◆ DIRECTIVES ◆
1. In the tfcausalimpact thread about extracting betas, which R function does the original poster want an equivalent of?
2. Write the next part of the tfcausalimpact thread about extracting betas, picking up after its final sentence.

WillianFuks / tfcausalimpact

Python Causal Impact Implementation Based on Google's R Package. Built using TensorFlow Probability.
Apache License 2.0
600 stars 72 forks source link

Question: How can I extract the betas like in the R MarketMatching package ? #27

Open sarisboo opened 2 years ago

sarisboo commented 2 years ago

Hi Will,

Thanks for converting causal impact to python! In my company, we are currently trying to convert a causal impact analysis in R (it used the MarketMatching package) to python.

We hit a small roadblock which is how to extract the values from what would be the equivalent of the analyze_betas() function in R. This is the function in R I am talking about. Do you think there is a way to extract these values using the _fit_model() method or any other method in tfcausalimpact package ?

Kind Regards,

Sara

WillianFuks commented 2 years ago

Hi Sara,

Unfortunately I'm not well acquainted with this R package (despite seeing more questions related to it before) nor how they interpret the beta evaluations.

But following the function you referenced it's seems to be feasible doing the same using the Python package.

First two lines could be replaced with a pandas Dataframe:

betas <- data.frame(matrix(nrow=11, ncol=4))
names(betas) <- c("SD", "SumBeta", "DW", "MAPE")

Then the looping from 0 to 20 would be more cumbersome in Python because the package is slower than R (thanks to differing algorithms implementations). This probably would have to be implemented using multiprocessing, like ProcessExecutor or multiprocessing.Poll.

◆ RECORD SET ◆
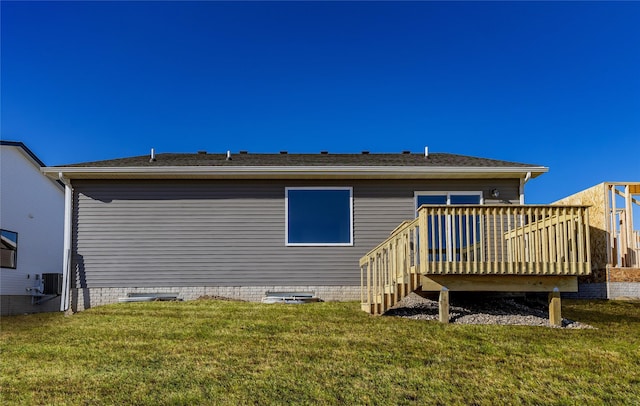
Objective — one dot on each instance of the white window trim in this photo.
(442, 193)
(323, 244)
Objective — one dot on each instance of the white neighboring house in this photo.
(31, 229)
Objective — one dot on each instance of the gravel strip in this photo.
(478, 310)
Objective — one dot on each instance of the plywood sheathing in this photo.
(596, 198)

◆ ANSWERS IN ORDER ◆
1. The analyze_betas() function.

2.
A function that receives an integer would be required, something like:

def run_ci(i):
    step = (max(0.1, prior_level_sd) - min(0.001, prior_level_sd)) / 20
    sd  = min(0.001, prior_level_sd) + step * i
    m = CausalImpact(ts, pre_period, post_period, alpha=alpha, model_args=args)
    ...
    # (rest of calculations)
    ...

And then execute the whole thing in parallel:

with ProcessPoolExecutor() as executor:
      results = executor.map(run_ci, range(20))

Still in Python it should be noted this is going to consume way more resources (CPU and memory) than R does. TFP team is implementing new algorithms so maybe we'll have faster algs soon which will make this implementation much lighter.

Unfortunately I do not have free time for now for implementing this package in Python as well, if I get the opportunity eventually I might give it a try :).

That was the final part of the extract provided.